Por Mario Fumero

Debemos definir correctamente la posición de la Iglesia en relación al medio social en el cual nace y existe. También tenemos el deber de reconocer dos verdades fundamentales: la Iglesia está en el mundo, dentro de un sistema, pero no es del mun­do; es decir, no tiene sus raíces en el esquema de la sociedad existente. La necesidad de definir nues­tra posición es imperiosa debido a que dentro de este marco existen muchas corrientes o tendencias que intentan envolver o comprometer a la Iglesia en su esquema mediante sus propias definiciones.

La Iglesia en la sociedad

La institucionalización de las Iglesias y misiones en nuestro medio se debe a un proceso jurídico requerido dentro de una sociedad libre y democrá­tica para fines legales de compra, venta y administración. La Iglesia toma su forma jurídica como «persona» reconocida por el Estado y se constitu­ye en una institución más dentro del sistema so­cial y da origen a un sinnúmero de nombres, esti­los, gobiernos y denominaciones.

El denominacionalismo y la institucionalización de la Iglesia han sido fenómenos modernos ocasio­nados por la liberación del individuo de las estruc­turas tradicionales y por la evolución de esa liber­tad a dimensiones tan amplias que, en un sentido, un bien se ha transformado en un mal.

El mal que vemos radica en el hecho de que cuan­to más se acomoda y se adapta la Iglesia a su socie­dad, más pierde el contacto con sus raíces. Poco a poco los grupos son influenciados por el medio y caen en el sectarismo, la separación ilógica de los cristianos, y la competencia, producto de una so­ciedad de consumo. También caen en el mercanti­lismo, y los intereses creados, al que se acomodan los cristianos con ambiciones materiales. Los com­promisos sociales los envuelven en los afanes de este siglo y la tendencia de imitación destruye len­tamente el fundamento y la moral evangélica (Le. 21; 34, Col. 2:8).

Los procesos sociales y políticos influencian di­rectamente a la Iglesia y la verdad es adulterada y traicionada.

La sociedad como sistema

Las tendencias, influencias y filosofías del medio moldean inconscientemente el comportamiento del individuo. La Iglesia que es el conjunto de los redimidos por la sangre de Cristo, refleja esta in­fluencia en el seno de la reunión o de la asamblea cristiana. Sin quererlo cae en el modus vivendi del sistema y muchas veces se aleja de los princi­pios cristocéntricos y bíblicos para dejarse llevar por las nuevas corrientes filosóficas.

Dentro del esquema de toda sociedad hay ele­mentos políticos, culturales y religiosos que de­terminan los patrones de conducta de los pueblos y dan origen al nacionalismo. Estos elementos po­líticos producen sociedades capitalistas, socialistas, fascistas, comunistas, etc. Culturalmente, las socie­dades se forman por su idioma, origen antropoló­gico, historia, etc., y las religiosas por su herencia, costumbres, creencias y supersticiones.

Las siguientes son algunas de las tendencias so­ciales que han influido históricamente en los mo­delos que actualmente se implantan en la Iglesia.

» Tareas
1. Nombra los tipos de sociedades que, según el artículo, producen los elementos políticos.
2. Según el artículo, ¿con qué fines legales se requiere la institucionalización de las Iglesias y misiones?
3. Reproduce sin cambios el pasaje del artículo que abre con las palabras "El denominacionalismo y" y cierra con "transformado en un mal.".
Responde basándote solo en el artículo.

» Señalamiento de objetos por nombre

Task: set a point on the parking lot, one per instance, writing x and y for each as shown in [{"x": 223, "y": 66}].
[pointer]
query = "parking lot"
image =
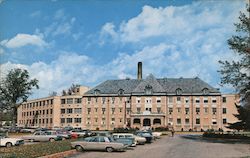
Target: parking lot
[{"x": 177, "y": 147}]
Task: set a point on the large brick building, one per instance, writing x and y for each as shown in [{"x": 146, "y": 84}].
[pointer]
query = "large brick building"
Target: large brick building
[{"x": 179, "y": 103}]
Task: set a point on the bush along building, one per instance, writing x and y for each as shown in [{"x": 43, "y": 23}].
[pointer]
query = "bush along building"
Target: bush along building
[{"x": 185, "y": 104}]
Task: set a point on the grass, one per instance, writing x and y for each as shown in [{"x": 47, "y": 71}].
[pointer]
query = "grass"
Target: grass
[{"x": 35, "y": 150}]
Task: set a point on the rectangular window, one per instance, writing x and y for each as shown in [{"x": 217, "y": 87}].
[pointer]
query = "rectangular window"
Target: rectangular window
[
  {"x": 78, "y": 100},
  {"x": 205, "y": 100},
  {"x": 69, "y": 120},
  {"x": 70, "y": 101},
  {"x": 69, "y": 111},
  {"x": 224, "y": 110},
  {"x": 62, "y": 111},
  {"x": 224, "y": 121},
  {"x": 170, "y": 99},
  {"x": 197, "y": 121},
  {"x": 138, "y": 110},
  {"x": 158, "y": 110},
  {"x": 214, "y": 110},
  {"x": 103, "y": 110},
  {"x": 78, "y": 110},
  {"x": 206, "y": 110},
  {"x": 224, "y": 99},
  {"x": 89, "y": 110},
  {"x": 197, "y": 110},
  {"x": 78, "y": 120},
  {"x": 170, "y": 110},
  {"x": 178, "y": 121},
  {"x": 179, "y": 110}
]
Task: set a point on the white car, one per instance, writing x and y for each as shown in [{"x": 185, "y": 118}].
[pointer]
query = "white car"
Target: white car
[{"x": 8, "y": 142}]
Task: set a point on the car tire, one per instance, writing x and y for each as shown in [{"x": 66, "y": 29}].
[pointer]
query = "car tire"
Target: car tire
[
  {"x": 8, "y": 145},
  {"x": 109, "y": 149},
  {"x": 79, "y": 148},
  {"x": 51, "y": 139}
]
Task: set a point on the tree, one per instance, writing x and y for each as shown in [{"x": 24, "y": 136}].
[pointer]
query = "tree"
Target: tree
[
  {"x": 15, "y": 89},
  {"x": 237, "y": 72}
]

» Resultados
1. Capitalistas, socialistas, fascistas y comunistas.

2. Para fines legales de compra, venta y administración.

3.
El denominacionalismo y la institucionalización de la Iglesia han sido fenómenos modernos ocasio­nados por la liberación del individuo de las estruc­turas tradicionales y por la evolución de esa liber­tad a dimensiones tan amplias que, en un sentido, un bien se ha transformado en un mal.